# Given problem A
In the D5200 guide excerpt, copy everything from "B&H Photo - Video" down to "important stuff here.".
# Given problem B
According to the D5200 guide excerpt, why won't the guide help you take great pictures?

Adorama pays top dollar for your used gear.

B&H Photo - Video - Pro Audio

I use these stores. I can't vouch for ads below.

Want free live phone support? In the USA, call (800) NIKON-UX, 24 hours a day, 365 days a year.

Looking for a specific control? Use my Search page. Be sure to mention the D5200 in your search.

This lengthy article will teach you to be an expert on the Nikon D5200's controls and menus. It also includes a lot of tips, tricks, and the settings I prefer to use.

To get great photos you still need to get yourself to the right place at the right time and point the camera in the right direction, which is a lot harder than mastering the D5200. Right out of the box at default settings, the D5200 does a great job all by itself. Making a great photo involves timing, FARTing and a whole lot more. I cover this more important stuff here.

If you really want to take great pictures, this guide won't help you — it just will teach you how to operate a camera. For great pictures, you need to master the art underlying all this. To learn the art behind great photos, the best book ever written is Bruce Barnbaum's "The Art of Photography." If you read it, understand it and learn from it, you'll be able to take great pictures with any camera, but if you don't understand the critical art required, you'll only get good photos occasionally by chance.

Below are the basics of how to use the Nikon D5200. Explicit details follow in later pages linked at the bottom.

# Excerpted records
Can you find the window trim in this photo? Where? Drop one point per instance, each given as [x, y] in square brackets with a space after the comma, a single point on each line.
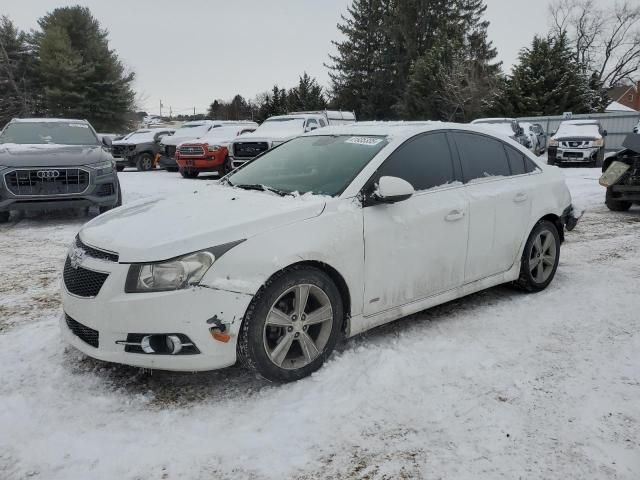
[364, 191]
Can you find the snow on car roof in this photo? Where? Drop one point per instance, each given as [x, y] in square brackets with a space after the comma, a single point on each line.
[394, 129]
[48, 120]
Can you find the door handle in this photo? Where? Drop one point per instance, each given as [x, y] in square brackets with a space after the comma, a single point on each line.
[520, 197]
[454, 215]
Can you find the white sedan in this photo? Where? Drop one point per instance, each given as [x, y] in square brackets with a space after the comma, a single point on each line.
[326, 236]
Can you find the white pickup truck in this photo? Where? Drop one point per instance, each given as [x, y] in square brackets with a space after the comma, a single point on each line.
[280, 129]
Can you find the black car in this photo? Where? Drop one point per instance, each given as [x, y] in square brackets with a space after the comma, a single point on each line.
[55, 163]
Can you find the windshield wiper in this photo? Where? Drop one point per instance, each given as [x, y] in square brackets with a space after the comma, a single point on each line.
[262, 188]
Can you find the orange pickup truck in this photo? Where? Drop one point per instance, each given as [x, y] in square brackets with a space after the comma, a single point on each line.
[210, 153]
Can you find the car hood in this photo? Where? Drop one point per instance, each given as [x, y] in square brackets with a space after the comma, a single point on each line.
[163, 228]
[14, 155]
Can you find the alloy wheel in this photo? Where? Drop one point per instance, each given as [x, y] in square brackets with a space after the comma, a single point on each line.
[298, 326]
[543, 256]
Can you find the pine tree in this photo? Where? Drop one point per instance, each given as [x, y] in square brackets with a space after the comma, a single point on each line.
[20, 90]
[82, 76]
[547, 81]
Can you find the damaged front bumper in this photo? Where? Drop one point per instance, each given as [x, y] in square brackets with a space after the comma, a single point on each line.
[103, 326]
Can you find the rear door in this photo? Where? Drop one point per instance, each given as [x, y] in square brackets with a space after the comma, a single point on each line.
[499, 204]
[416, 248]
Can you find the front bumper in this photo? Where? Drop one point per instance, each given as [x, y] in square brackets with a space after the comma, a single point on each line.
[101, 192]
[115, 314]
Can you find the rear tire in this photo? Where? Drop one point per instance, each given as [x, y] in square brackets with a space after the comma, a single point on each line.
[540, 257]
[283, 342]
[144, 162]
[616, 205]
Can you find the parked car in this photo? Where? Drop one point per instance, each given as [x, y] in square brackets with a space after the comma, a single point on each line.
[273, 132]
[577, 142]
[139, 148]
[188, 131]
[51, 163]
[509, 127]
[621, 176]
[210, 153]
[333, 233]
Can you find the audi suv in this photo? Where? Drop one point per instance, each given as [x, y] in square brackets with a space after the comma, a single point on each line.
[50, 164]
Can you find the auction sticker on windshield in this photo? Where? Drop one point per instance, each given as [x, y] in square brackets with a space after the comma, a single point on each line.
[370, 141]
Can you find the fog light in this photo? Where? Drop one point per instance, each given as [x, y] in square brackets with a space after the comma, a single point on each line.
[174, 345]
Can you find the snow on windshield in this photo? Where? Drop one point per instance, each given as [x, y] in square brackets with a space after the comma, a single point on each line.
[577, 130]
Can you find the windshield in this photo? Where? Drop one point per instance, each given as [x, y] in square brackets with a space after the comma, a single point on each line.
[43, 133]
[323, 165]
[282, 125]
[193, 131]
[578, 130]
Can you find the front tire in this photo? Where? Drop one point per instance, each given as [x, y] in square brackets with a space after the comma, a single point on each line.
[144, 162]
[540, 257]
[292, 325]
[616, 205]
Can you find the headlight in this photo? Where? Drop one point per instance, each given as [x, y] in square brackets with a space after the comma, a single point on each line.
[104, 168]
[175, 274]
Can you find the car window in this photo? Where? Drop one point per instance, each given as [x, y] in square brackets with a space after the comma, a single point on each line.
[424, 162]
[481, 156]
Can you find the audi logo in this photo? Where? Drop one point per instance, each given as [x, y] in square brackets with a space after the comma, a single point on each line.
[48, 174]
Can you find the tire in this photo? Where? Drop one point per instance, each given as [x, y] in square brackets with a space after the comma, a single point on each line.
[616, 205]
[539, 259]
[273, 321]
[118, 202]
[189, 173]
[144, 162]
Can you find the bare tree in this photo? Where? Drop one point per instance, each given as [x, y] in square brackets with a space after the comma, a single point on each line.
[605, 41]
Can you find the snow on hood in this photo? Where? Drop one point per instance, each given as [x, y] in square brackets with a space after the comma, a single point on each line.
[163, 228]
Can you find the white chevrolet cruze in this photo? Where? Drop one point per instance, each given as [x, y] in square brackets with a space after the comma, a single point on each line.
[323, 237]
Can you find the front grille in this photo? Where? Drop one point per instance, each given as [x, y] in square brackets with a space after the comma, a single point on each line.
[82, 282]
[170, 150]
[249, 149]
[95, 253]
[47, 181]
[86, 334]
[105, 190]
[191, 151]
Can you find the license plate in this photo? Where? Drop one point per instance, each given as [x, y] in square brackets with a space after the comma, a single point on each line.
[613, 173]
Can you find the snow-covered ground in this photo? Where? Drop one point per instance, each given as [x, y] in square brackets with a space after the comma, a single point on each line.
[498, 385]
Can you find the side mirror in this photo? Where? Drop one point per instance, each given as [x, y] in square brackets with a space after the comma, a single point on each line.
[392, 190]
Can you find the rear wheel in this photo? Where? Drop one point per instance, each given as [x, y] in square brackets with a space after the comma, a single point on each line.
[540, 257]
[144, 162]
[292, 325]
[616, 205]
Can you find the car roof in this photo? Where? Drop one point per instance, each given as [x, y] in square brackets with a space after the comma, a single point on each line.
[47, 120]
[399, 130]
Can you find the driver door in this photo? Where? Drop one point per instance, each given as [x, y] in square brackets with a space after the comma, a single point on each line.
[416, 248]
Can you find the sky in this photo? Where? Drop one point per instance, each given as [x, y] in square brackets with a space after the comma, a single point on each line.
[189, 52]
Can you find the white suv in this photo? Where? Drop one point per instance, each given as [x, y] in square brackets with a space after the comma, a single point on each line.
[335, 232]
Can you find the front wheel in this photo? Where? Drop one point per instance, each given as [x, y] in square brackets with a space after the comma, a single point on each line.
[292, 325]
[540, 257]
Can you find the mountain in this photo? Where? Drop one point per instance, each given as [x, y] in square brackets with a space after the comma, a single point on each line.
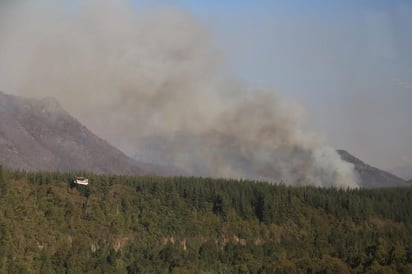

# Worked answer A
B&H Photo - Video - Pro Audio

I use these stores. I can't vouch for ads below.

Want free live phone support? In the USA, call (800) NIKON-UX, 24 hours a day, 365 days a year.

Looking for a specific control? Use my Search page. Be sure to mention the D5200 in your search.

This lengthy article will teach you to be an expert on the Nikon D5200's controls and menus. It also includes a lot of tips, tricks, and the settings I prefer to use.

To get great photos you still need to get yourself to the right place at the right time and point the camera in the right direction, which is a lot harder than mastering the D5200. Right out of the box at default settings, the D5200 does a great job all by itself. Making a great photo involves timing, FARTing and a whole lot more. I cover this more important stuff here.

# Worked answer B
The guide only teaches you how to operate a camera, and great pictures require mastering the art underlying all of that. Getting to the right place at the right time and pointing the camera in the right direction is much harder than mastering the D5200.